> **Directions**
Output every record word for word.
[Start Information given]
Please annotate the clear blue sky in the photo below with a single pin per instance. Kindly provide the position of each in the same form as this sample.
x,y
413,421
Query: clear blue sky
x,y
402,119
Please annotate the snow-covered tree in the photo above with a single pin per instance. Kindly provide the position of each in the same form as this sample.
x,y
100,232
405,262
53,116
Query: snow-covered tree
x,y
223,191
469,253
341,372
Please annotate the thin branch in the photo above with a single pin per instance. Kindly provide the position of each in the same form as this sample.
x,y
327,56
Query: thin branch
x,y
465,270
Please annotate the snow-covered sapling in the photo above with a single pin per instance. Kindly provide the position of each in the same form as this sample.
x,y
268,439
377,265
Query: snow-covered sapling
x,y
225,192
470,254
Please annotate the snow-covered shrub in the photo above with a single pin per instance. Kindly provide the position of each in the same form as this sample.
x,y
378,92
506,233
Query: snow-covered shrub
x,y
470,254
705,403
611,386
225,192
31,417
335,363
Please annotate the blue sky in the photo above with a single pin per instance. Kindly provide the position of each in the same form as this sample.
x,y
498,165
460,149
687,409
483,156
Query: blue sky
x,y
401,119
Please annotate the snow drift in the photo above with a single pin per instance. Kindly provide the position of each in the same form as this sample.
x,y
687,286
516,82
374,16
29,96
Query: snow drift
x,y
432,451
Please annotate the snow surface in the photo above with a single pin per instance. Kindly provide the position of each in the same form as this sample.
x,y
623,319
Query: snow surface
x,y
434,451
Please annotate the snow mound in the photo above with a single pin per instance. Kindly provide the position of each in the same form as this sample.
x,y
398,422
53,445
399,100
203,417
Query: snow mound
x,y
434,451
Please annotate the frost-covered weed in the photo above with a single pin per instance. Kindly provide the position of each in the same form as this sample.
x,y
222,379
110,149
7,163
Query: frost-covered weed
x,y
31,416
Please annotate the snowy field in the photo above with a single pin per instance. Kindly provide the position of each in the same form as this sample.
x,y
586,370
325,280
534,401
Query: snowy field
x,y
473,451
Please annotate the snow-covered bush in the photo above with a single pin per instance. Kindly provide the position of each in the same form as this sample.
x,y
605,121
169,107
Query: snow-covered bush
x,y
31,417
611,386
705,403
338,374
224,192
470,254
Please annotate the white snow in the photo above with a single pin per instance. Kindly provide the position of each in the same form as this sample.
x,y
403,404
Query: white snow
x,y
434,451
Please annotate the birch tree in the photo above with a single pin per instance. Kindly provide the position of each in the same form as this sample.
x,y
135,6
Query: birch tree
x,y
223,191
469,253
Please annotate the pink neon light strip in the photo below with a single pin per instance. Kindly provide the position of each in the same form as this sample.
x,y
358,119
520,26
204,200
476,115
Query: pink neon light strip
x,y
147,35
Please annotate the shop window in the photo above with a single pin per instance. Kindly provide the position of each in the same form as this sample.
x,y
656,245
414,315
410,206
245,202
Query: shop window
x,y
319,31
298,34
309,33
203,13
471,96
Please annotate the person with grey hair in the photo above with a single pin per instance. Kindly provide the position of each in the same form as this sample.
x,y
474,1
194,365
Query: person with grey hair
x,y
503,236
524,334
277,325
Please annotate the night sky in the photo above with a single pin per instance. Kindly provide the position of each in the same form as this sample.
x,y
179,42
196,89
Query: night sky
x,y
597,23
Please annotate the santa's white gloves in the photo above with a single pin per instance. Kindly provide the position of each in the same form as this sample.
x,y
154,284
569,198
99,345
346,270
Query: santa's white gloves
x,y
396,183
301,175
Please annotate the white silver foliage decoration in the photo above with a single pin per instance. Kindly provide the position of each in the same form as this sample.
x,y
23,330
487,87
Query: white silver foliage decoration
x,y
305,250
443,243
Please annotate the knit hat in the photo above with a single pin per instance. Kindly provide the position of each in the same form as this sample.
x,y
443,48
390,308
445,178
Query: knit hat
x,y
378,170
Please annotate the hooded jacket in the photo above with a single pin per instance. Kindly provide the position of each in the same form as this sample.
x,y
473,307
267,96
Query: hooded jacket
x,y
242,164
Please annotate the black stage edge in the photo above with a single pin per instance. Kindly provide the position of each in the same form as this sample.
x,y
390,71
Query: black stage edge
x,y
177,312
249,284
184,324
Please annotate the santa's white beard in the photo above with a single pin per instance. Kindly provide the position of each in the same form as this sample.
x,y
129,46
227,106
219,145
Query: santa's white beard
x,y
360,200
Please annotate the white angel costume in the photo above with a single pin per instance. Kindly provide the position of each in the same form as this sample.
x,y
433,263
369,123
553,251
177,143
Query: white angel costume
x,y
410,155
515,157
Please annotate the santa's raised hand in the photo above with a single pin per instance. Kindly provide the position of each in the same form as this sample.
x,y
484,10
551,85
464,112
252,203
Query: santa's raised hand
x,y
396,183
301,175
[End Information given]
> **Full solution**
Please annotate the clear blue sky in the photo below with a single pin per instance. Kindly provide the position of each in the same form as this sample.
x,y
413,421
Query: clear blue sky
x,y
402,119
Please annotate the snow-covered tree in the photo above with a single pin per instance. Kindly provide the position of each in the same form as this sample.
x,y
100,232
405,262
53,116
Query: snow-covered tree
x,y
223,191
469,253
341,372
Please annotate the thin branch in the photo above with a single pin per instance. Kindly provide the position of each in the same form as this sample.
x,y
327,56
Query: thin branch
x,y
465,270
Please annotate the snow-covered sapling in the photo above with a single pin per instance. Kindly provide the position of each in the same form as this sample.
x,y
268,439
377,265
Query: snow-covered sapling
x,y
225,192
470,254
Please annotate the snow-covered shrub in the photo above with a single pin per instance. Kindly provide the position of each in the same form as this sample.
x,y
378,92
506,233
Query: snow-covered shrub
x,y
470,254
705,403
611,386
225,192
31,417
335,363
Please annotate the blue sky in the photo above with a single pin per instance. Kindly provide the position of each in the same form as this sample.
x,y
498,165
460,149
687,409
483,156
Query: blue sky
x,y
401,119
Please annotate the snow drift in the photo above with a single pin per instance. Kindly provide the position of each in the same form as this sample.
x,y
687,286
516,82
374,16
29,96
Query: snow drift
x,y
432,451
Please annotate the snow surface in the photo above with a single pin per instance. Kindly provide the position of each in the same form as this sample.
x,y
623,319
Query: snow surface
x,y
434,451
Please annotate the snow mound in the photo above with a single pin per instance. Kindly provide the position of each in the same form as this sample.
x,y
398,422
53,445
399,100
203,417
Query: snow mound
x,y
434,451
Please annotate the frost-covered weed in the photo above with a single pin per instance. Kindly provide the position of each in the same form as this sample.
x,y
222,379
110,149
7,163
Query: frost-covered weed
x,y
31,416
Please annotate the snowy field in the photo above with a single pin per instance. Kindly provide the position of each in the same form as this sample.
x,y
586,370
325,280
534,401
Query: snowy field
x,y
473,451
Please annotate the snow-covered bush in the photo above with a single pin per instance. Kindly provide the position of each in the same form as this sample.
x,y
605,121
169,107
Query: snow-covered bush
x,y
31,417
611,386
705,403
338,374
224,192
470,254
Please annotate the white snow in the photo above with a single pin per instance. Kindly provide the position of each in the same form as this sample.
x,y
403,404
Query: white snow
x,y
434,451
Please annotate the birch tree in the photo above with a single pin per instance. Kindly provide the position of each in the same form as this sample.
x,y
135,6
Query: birch tree
x,y
223,191
469,253
Please annotate the pink neon light strip in the photo below with a single pin per instance. Kindly provide the position of each in the same form as this sample.
x,y
358,119
520,26
204,200
476,115
Query: pink neon light strip
x,y
147,35
Please annotate the shop window in the photo above with a single pin per instance. Kindly provide the position of each in the same form as this sample.
x,y
656,245
414,315
410,206
245,202
Query: shop window
x,y
319,31
298,34
309,33
203,13
471,96
Please annotate the person with grey hair in the photo above with a single pin per instance. Kindly provide the position of each in the same form as this sample.
x,y
474,1
194,365
Query: person with grey hair
x,y
503,236
524,334
277,325
Please annotate the night sky in the photo above with a single pin per instance. Kindly provide the position of each in the same form as this sample.
x,y
179,42
196,89
Query: night sky
x,y
597,23
Please annotate the santa's white gloves in the photo above with a single pin per instance. Kindly provide the position of each in the same form as this sample.
x,y
154,284
569,198
99,345
346,270
Query: santa's white gloves
x,y
396,183
301,175
Please annotate the white silver foliage decoration in the photo above with a single pin per instance. Kindly provide the position of each in the same form as this sample.
x,y
23,330
487,87
Query: white silver foliage decoration
x,y
305,250
443,243
Please annotate the knit hat in the photo above with a single pin per instance. Kindly provide the position of each in the same form as this sample.
x,y
443,48
390,308
445,178
Query: knit hat
x,y
378,170
Please annotate the hooded jacket in the photo above with a single pin per instance. Kindly provide the position of each in the same form as this sample.
x,y
473,307
267,96
Query: hooded jacket
x,y
242,164
Please annotate the black stage edge in the photo above with a single pin per instance. Kindly provide the position of each in the same form as this sample.
x,y
390,71
Query: black stage edge
x,y
177,312
249,284
184,324
Please annotate the santa's white beard in the photo above with a single pin per instance. Kindly provide the position of each in the same form as this sample.
x,y
129,46
227,106
219,145
Query: santa's white beard
x,y
360,200
Please annotate the white angel costume in the photo above with a single pin per instance. Kindly provide the position of each in the same form as this sample.
x,y
433,263
369,123
553,251
177,143
Query: white angel costume
x,y
410,155
515,157
Please annotate the santa's raised hand in the photo above with a single pin per instance. Kindly provide the position of each in the same form as this sample.
x,y
484,10
551,85
464,112
252,203
Query: santa's raised hand
x,y
396,183
301,175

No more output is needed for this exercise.